*TEXT SECTION*:
————————
Philip White is likely the finest painter River Forest ever produced. Oak Park and River Forest are better known for their writers than their visual artists, but White established a national reputation during the 1970s and ’80s.
He was certainly the most technically proficient.
If you’d like to verify that contention, you can view White’s work for yourself-the first retrospective exhibit of his paintings since the artist died in 2001 at the age of 66.
River Forest and nearby Thatcher Woods provided much of the inspiration for White’s work, which was representational to the point of photorealism and frequently made passersby at local art fairs do double-takes.
His parents moved to River Forest when Philip was two years old, and he graduated Oak Park and River Forest High School, where he was a standout runner in cross-country and track & field during OPRF’s long-running heyday, under the legendary coach Roy Gummerson. White captained that squad, which finished second and third in state, respectively, his junior and senior years. In the 1953 state meet, White finished second in the 880-yard run, edging future actor Bruce Dern of New Trier, who finished fourth.
————————
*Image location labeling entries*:
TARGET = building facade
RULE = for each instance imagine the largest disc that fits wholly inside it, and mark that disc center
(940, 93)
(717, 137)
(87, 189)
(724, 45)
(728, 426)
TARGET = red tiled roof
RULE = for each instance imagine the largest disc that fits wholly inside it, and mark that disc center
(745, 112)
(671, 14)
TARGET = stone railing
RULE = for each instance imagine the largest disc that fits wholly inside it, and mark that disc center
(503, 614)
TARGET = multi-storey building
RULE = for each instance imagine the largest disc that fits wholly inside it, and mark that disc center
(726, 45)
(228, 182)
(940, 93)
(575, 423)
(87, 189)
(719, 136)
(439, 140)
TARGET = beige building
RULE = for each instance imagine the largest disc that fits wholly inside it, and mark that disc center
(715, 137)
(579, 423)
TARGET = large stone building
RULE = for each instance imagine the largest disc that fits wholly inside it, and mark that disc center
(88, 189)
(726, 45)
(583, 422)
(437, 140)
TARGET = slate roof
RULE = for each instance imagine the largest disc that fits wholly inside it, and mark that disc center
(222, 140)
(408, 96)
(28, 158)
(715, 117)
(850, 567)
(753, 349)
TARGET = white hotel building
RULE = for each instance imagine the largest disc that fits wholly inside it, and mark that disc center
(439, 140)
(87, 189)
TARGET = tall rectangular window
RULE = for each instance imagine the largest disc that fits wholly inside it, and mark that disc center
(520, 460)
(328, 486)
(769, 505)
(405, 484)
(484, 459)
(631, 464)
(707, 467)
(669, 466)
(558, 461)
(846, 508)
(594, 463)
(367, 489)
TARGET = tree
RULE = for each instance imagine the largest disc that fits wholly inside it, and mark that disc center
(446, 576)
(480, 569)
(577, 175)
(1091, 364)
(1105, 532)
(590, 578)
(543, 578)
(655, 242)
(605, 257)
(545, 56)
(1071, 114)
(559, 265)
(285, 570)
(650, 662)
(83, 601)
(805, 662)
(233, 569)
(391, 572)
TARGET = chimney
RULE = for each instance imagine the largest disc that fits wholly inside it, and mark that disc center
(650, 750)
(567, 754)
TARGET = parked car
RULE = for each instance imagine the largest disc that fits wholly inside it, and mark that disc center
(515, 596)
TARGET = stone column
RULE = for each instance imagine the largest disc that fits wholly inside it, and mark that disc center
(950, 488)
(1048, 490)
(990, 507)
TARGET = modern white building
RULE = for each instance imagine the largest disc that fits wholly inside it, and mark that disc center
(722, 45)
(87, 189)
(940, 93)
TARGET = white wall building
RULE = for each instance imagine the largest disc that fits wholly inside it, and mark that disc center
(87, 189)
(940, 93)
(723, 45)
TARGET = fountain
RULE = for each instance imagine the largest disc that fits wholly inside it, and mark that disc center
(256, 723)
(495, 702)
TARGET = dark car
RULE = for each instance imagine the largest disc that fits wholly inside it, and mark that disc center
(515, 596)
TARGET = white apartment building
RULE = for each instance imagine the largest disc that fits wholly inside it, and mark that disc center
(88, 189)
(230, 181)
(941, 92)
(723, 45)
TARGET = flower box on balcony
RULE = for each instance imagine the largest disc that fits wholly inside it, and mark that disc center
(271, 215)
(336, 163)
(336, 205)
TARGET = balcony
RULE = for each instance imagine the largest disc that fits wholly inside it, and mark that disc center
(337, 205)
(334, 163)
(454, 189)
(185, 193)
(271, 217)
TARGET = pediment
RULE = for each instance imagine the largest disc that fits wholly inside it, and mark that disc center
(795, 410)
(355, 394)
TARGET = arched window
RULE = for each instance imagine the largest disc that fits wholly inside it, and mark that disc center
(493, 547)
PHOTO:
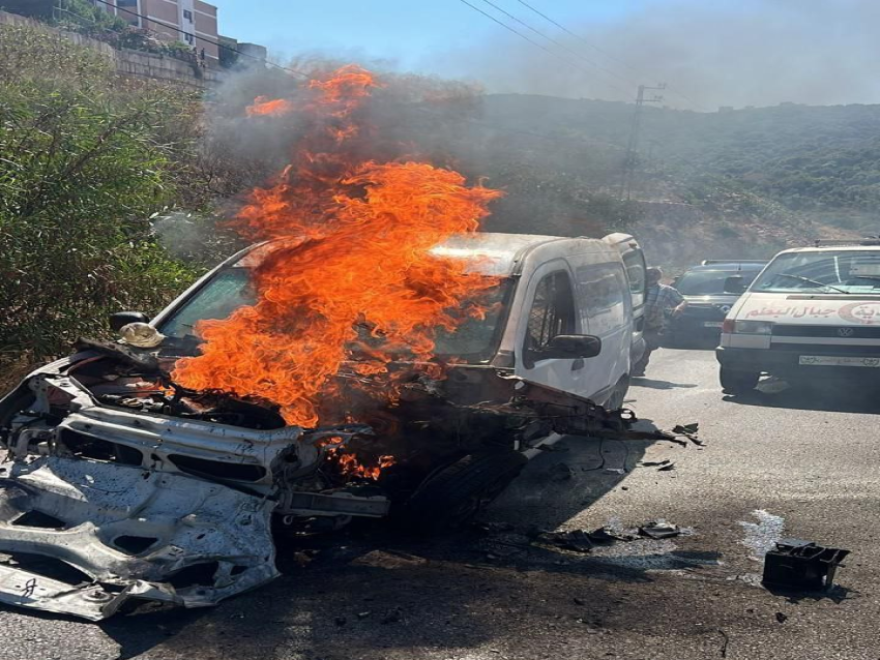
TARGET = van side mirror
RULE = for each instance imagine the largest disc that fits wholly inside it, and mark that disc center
(119, 320)
(734, 284)
(571, 347)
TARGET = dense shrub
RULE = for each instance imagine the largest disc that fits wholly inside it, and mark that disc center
(85, 159)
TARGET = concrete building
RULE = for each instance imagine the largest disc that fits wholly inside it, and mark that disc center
(192, 22)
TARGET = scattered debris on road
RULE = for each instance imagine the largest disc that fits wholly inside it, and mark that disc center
(141, 488)
(802, 565)
(659, 529)
(580, 540)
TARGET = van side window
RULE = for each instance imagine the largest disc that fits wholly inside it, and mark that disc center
(636, 276)
(551, 314)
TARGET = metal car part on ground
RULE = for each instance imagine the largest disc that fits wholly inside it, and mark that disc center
(168, 495)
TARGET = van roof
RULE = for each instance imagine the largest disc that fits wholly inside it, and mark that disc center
(728, 266)
(852, 247)
(490, 253)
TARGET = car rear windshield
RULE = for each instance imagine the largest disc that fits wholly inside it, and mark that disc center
(828, 271)
(710, 282)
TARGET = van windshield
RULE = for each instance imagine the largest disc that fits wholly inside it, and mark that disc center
(832, 272)
(473, 341)
(710, 282)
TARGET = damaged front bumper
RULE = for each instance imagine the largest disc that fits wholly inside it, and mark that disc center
(82, 538)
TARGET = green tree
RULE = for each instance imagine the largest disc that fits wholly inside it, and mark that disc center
(85, 159)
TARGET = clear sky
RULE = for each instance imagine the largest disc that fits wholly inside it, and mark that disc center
(408, 34)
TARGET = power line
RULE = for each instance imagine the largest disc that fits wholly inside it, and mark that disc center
(474, 122)
(522, 36)
(600, 50)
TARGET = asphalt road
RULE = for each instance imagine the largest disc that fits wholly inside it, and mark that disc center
(797, 462)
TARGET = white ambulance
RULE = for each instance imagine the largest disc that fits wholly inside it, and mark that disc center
(811, 313)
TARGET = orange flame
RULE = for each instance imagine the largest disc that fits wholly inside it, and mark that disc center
(351, 466)
(360, 258)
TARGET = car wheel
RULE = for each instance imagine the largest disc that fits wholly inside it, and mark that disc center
(734, 381)
(452, 496)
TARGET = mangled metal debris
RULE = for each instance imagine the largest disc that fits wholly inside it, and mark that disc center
(82, 537)
(117, 484)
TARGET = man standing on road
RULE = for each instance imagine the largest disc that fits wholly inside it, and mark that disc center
(661, 303)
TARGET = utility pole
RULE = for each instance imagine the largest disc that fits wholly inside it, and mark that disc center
(631, 159)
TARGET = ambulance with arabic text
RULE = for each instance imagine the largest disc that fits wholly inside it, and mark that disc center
(811, 313)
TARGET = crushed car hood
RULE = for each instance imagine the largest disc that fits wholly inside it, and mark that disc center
(126, 533)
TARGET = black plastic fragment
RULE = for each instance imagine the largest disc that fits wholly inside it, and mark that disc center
(802, 565)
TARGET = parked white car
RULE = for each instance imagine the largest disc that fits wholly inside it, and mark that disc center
(811, 313)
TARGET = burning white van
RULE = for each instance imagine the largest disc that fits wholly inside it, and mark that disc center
(811, 313)
(142, 488)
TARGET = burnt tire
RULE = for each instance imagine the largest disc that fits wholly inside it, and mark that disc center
(452, 496)
(734, 381)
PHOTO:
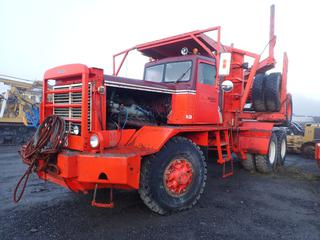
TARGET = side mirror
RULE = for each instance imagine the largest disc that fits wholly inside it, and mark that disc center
(227, 86)
(224, 64)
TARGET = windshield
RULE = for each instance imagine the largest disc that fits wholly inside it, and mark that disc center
(169, 72)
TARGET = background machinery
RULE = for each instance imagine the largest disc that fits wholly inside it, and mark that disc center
(19, 110)
(302, 140)
(153, 134)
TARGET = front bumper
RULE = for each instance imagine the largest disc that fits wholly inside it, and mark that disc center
(82, 171)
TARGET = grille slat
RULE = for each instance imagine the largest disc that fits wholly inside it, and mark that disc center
(71, 98)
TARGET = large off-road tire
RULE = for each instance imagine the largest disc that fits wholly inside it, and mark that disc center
(258, 93)
(249, 163)
(173, 179)
(308, 150)
(267, 163)
(282, 146)
(272, 85)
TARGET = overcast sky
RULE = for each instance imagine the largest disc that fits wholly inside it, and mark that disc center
(38, 35)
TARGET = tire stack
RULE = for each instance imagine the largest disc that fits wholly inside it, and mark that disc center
(266, 92)
(276, 155)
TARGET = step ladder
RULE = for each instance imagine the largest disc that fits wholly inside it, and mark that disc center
(223, 145)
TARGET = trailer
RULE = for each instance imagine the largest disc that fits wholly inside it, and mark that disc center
(153, 134)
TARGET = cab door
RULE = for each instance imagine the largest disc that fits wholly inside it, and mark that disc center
(207, 107)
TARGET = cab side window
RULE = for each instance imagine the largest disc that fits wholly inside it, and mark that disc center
(207, 74)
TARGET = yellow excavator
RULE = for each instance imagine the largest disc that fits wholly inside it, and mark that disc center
(19, 110)
(302, 140)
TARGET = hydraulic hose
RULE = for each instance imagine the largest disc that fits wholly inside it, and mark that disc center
(46, 142)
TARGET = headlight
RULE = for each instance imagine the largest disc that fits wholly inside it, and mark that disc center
(76, 130)
(94, 141)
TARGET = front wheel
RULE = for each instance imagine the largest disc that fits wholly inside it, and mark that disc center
(267, 163)
(173, 179)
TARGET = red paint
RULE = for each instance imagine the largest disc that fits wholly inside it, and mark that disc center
(178, 177)
(207, 116)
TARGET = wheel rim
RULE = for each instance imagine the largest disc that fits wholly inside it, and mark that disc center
(178, 177)
(272, 152)
(283, 148)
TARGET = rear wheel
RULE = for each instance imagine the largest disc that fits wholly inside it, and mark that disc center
(267, 163)
(282, 146)
(308, 150)
(249, 164)
(173, 179)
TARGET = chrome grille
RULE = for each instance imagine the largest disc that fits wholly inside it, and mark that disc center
(71, 113)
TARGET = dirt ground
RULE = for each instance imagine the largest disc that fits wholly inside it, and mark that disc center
(247, 205)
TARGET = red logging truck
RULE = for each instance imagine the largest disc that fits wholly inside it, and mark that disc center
(153, 135)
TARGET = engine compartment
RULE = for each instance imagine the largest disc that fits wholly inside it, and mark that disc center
(130, 108)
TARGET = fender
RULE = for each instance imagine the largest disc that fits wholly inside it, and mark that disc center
(153, 138)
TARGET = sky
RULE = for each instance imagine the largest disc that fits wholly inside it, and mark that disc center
(40, 34)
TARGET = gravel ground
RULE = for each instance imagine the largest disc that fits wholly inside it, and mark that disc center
(247, 205)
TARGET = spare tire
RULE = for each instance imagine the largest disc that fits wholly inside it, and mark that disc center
(272, 92)
(258, 93)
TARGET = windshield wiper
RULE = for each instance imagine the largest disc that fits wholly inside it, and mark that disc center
(182, 75)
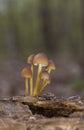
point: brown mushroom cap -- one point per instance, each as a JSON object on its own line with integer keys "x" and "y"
{"x": 44, "y": 75}
{"x": 51, "y": 65}
{"x": 40, "y": 58}
{"x": 26, "y": 73}
{"x": 30, "y": 59}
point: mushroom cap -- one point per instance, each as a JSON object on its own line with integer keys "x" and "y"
{"x": 51, "y": 65}
{"x": 40, "y": 58}
{"x": 26, "y": 73}
{"x": 30, "y": 59}
{"x": 48, "y": 81}
{"x": 44, "y": 75}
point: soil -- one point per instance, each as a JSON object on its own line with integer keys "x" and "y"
{"x": 46, "y": 112}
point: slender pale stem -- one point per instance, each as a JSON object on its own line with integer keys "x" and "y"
{"x": 37, "y": 79}
{"x": 49, "y": 71}
{"x": 44, "y": 83}
{"x": 31, "y": 87}
{"x": 31, "y": 80}
{"x": 26, "y": 86}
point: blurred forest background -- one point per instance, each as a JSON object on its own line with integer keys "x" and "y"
{"x": 55, "y": 27}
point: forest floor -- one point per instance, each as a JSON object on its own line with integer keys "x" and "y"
{"x": 46, "y": 112}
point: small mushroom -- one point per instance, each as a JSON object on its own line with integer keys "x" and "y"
{"x": 27, "y": 74}
{"x": 40, "y": 60}
{"x": 46, "y": 80}
{"x": 51, "y": 66}
{"x": 30, "y": 61}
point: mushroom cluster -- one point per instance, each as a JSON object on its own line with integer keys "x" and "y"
{"x": 44, "y": 68}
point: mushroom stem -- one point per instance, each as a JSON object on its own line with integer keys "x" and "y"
{"x": 26, "y": 86}
{"x": 31, "y": 80}
{"x": 37, "y": 79}
{"x": 44, "y": 83}
{"x": 49, "y": 71}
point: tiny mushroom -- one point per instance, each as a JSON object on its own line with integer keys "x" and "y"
{"x": 40, "y": 60}
{"x": 30, "y": 61}
{"x": 46, "y": 80}
{"x": 51, "y": 66}
{"x": 27, "y": 74}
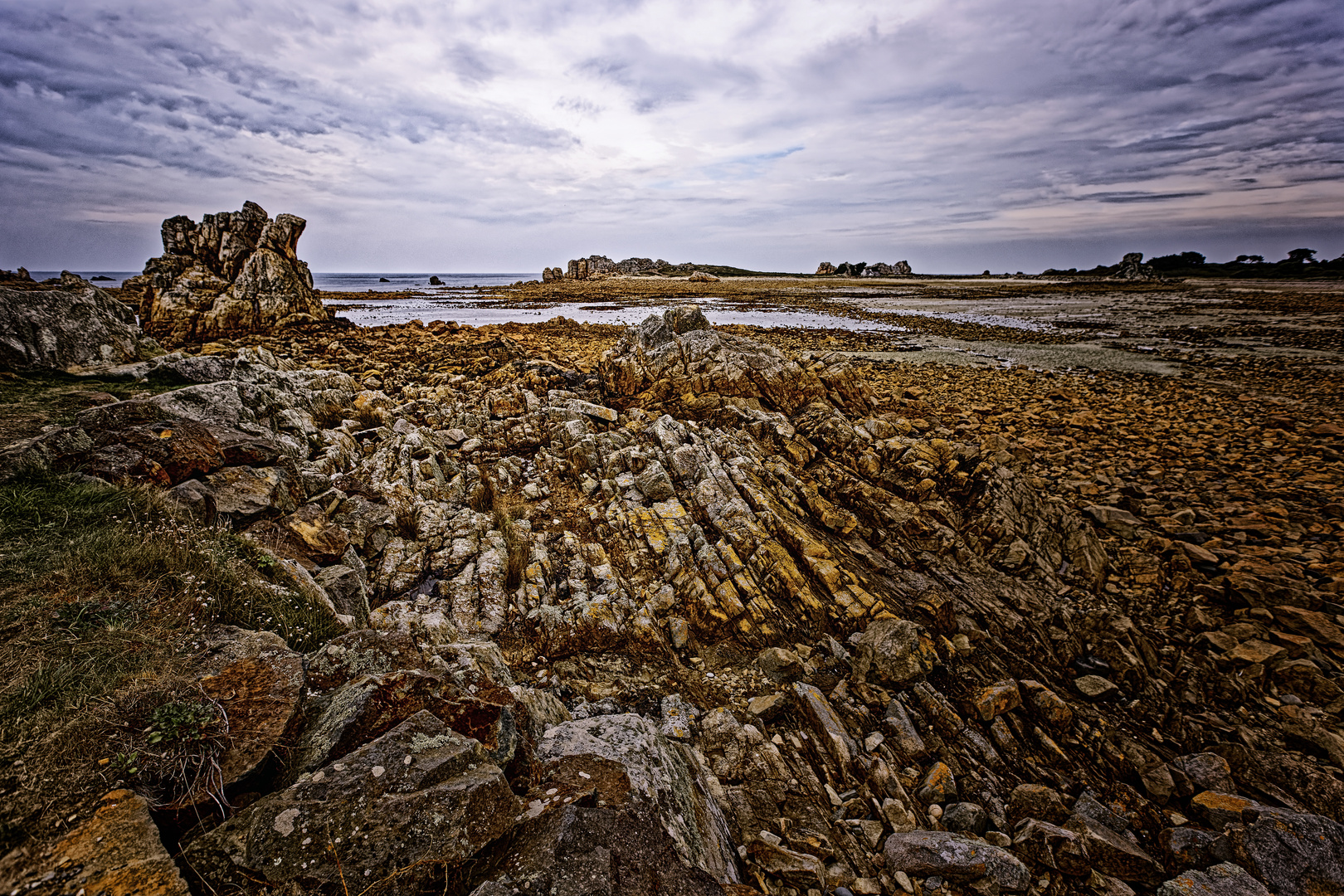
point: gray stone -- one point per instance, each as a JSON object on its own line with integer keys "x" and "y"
{"x": 1053, "y": 846}
{"x": 1096, "y": 687}
{"x": 420, "y": 793}
{"x": 69, "y": 329}
{"x": 965, "y": 818}
{"x": 1113, "y": 853}
{"x": 894, "y": 653}
{"x": 660, "y": 776}
{"x": 1205, "y": 772}
{"x": 923, "y": 853}
{"x": 1220, "y": 880}
{"x": 1294, "y": 853}
{"x": 780, "y": 665}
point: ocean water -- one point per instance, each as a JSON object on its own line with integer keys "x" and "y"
{"x": 455, "y": 301}
{"x": 398, "y": 282}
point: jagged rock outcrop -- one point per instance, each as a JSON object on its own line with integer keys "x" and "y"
{"x": 71, "y": 328}
{"x": 1132, "y": 268}
{"x": 600, "y": 265}
{"x": 711, "y": 621}
{"x": 882, "y": 269}
{"x": 233, "y": 273}
{"x": 680, "y": 356}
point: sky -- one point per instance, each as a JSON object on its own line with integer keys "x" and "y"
{"x": 505, "y": 136}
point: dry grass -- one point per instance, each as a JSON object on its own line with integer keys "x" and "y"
{"x": 105, "y": 596}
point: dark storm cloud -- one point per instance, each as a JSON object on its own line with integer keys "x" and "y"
{"x": 752, "y": 128}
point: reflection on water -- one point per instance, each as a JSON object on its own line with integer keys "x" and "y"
{"x": 485, "y": 312}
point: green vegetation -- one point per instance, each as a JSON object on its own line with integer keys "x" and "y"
{"x": 105, "y": 596}
{"x": 1300, "y": 265}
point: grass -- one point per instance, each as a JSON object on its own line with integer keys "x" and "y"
{"x": 47, "y": 398}
{"x": 105, "y": 597}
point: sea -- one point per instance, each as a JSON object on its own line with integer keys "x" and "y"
{"x": 457, "y": 301}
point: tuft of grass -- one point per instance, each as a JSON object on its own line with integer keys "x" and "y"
{"x": 105, "y": 596}
{"x": 518, "y": 548}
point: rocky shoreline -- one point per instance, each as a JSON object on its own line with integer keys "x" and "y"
{"x": 698, "y": 610}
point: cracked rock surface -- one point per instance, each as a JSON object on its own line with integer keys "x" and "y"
{"x": 700, "y": 616}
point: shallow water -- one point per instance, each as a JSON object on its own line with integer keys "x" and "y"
{"x": 485, "y": 312}
{"x": 343, "y": 282}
————————
*EXERCISE TASK 1*:
In the article on Philip White, where did White finish in the 880-yard run at the 1953 state meet?
*EXERCISE TASK 2*:
From the article on Philip White, copy out the passage starting with "Philip White is" and going on through "most technically proficient.".

*REPLY 1*:
Second.

*REPLY 2*:
Philip White is likely the finest painter River Forest ever produced. Oak Park and River Forest are better known for their writers than their visual artists, but White established a national reputation during the 1970s and ’80s.
He was certainly the most technically proficient.